begin RECORDS

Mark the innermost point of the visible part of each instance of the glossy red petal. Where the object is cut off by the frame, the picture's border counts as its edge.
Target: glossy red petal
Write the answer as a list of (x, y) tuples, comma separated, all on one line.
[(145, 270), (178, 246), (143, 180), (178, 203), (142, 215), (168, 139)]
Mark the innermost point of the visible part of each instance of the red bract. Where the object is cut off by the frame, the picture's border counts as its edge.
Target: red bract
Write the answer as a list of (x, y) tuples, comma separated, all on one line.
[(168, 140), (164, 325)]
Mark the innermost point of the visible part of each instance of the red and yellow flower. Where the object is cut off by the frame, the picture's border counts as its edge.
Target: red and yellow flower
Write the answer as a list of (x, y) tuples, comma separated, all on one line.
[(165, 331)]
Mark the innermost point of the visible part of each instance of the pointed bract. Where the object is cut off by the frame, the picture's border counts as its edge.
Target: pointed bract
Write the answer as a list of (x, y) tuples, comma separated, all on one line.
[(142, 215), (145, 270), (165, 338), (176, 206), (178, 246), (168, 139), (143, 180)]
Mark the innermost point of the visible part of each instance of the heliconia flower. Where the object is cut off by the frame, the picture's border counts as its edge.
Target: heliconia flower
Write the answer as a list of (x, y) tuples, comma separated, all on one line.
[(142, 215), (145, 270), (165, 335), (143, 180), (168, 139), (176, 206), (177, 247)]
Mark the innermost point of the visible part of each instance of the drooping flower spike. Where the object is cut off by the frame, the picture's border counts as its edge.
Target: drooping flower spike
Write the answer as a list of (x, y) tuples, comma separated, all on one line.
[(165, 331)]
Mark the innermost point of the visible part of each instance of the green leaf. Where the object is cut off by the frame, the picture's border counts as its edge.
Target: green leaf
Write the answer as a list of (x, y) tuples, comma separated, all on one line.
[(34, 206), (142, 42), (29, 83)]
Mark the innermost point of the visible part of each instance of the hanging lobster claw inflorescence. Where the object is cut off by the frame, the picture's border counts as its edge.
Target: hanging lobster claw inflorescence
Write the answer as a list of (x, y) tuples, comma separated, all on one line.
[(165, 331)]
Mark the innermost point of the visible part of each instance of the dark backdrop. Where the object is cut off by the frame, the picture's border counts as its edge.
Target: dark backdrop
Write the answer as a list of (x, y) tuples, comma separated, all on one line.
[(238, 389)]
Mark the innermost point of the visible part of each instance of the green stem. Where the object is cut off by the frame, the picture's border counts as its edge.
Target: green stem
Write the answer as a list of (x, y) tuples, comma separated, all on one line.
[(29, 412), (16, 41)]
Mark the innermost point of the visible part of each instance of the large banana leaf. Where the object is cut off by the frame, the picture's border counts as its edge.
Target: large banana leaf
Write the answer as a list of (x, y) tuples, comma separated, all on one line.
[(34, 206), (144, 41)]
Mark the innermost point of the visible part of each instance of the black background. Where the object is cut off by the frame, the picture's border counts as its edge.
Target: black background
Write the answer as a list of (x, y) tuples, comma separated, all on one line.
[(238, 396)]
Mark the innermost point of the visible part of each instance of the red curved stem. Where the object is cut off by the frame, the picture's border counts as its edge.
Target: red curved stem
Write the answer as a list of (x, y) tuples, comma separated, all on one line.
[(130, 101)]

end RECORDS

→ **DIRECTIONS FOR THIS TASK**: Output the material between the lines holding "of the heliconia" and "206), (177, 247)]", inclusive, as a CSV with the columns instruction and response. Put the text in instruction and its answer in response, each in one quoted field with line breaks turned into spaces.

→ **COMPLETE OUTPUT**:
instruction,response
"Mark the innermost point of the visible part of each instance of the heliconia flower. Where the object is cut off by the frame, the picture's border counts as its edge. Target: heliconia flower Write the answer as a list of (x, y) tuples, comma separated, all on one line.","[(142, 215), (145, 270), (165, 335), (143, 180), (168, 139), (176, 206), (177, 247)]"